**Exercise goal**. Return the lines below that carry the word "white".

(Point localization data)
------------------------------------------------
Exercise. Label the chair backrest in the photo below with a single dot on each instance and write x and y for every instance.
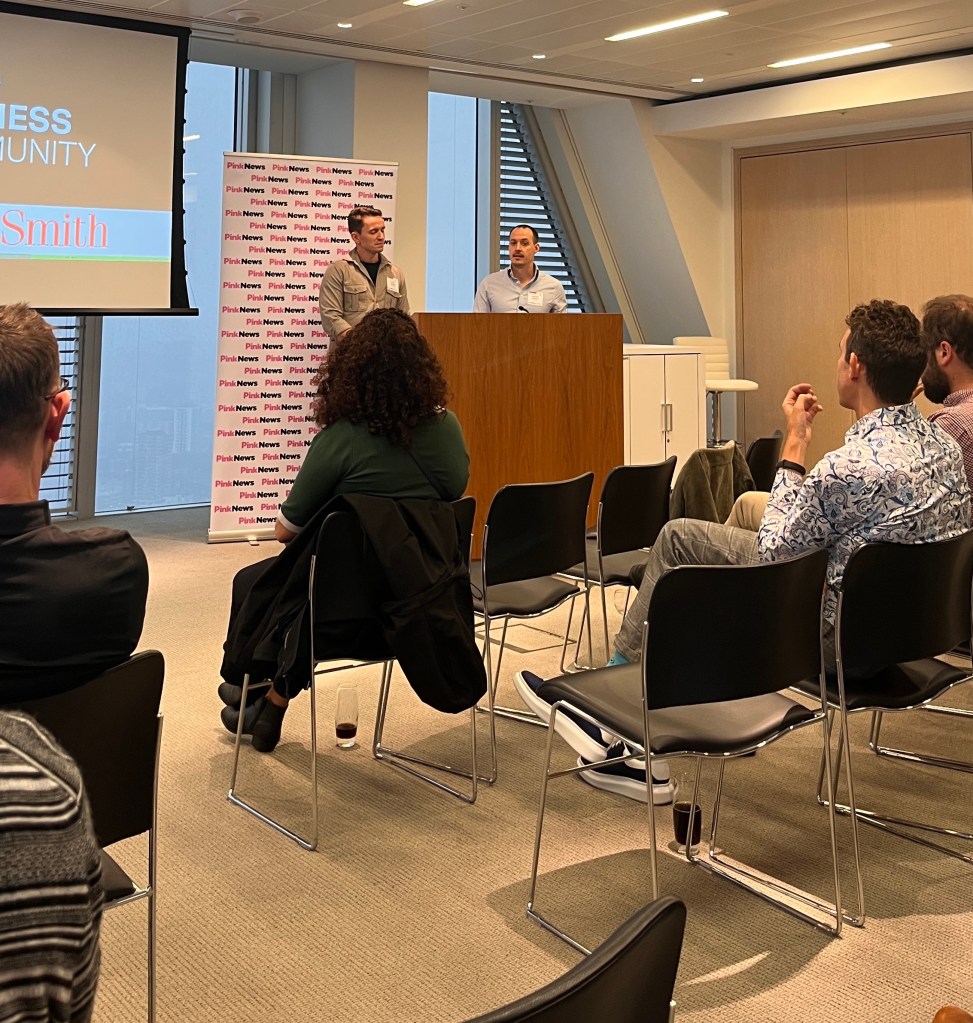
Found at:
(112, 727)
(627, 979)
(762, 456)
(344, 584)
(535, 529)
(341, 589)
(709, 483)
(725, 632)
(634, 506)
(904, 602)
(715, 354)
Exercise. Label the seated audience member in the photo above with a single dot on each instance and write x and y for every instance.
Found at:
(947, 379)
(386, 432)
(72, 604)
(897, 478)
(50, 881)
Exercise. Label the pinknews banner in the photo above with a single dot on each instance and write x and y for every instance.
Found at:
(284, 220)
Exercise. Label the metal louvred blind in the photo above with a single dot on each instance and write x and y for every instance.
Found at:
(525, 198)
(57, 484)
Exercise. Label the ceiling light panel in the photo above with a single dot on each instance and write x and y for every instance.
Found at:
(679, 23)
(830, 55)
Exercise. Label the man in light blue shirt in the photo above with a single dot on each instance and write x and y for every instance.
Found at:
(896, 479)
(521, 287)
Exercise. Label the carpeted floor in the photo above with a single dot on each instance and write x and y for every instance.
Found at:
(412, 906)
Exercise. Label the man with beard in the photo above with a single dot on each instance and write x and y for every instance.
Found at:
(72, 604)
(947, 379)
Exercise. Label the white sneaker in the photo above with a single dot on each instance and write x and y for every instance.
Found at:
(581, 736)
(628, 777)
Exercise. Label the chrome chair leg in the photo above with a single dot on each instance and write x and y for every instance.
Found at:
(309, 843)
(401, 760)
(912, 756)
(541, 806)
(493, 681)
(830, 916)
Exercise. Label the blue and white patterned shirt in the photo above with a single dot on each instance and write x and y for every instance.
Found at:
(896, 479)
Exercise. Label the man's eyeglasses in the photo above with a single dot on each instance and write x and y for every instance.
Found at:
(64, 386)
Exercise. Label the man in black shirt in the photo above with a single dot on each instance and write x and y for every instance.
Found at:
(72, 604)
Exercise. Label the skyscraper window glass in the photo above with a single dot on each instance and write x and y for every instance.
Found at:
(159, 372)
(451, 208)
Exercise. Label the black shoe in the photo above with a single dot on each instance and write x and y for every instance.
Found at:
(262, 721)
(230, 695)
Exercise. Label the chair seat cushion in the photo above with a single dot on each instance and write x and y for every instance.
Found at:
(896, 687)
(617, 567)
(531, 596)
(115, 881)
(613, 697)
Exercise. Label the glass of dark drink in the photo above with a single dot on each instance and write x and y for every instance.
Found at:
(346, 715)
------------------------------------------------
**Response to this exercise**.
Exercise. Label the white sneaker in the photo above with a single dot on each instance and write x and y for every instance.
Exercise. Label the blue and white patterned shirt in the photo above with a single dot on each instance and write x and y for every instance.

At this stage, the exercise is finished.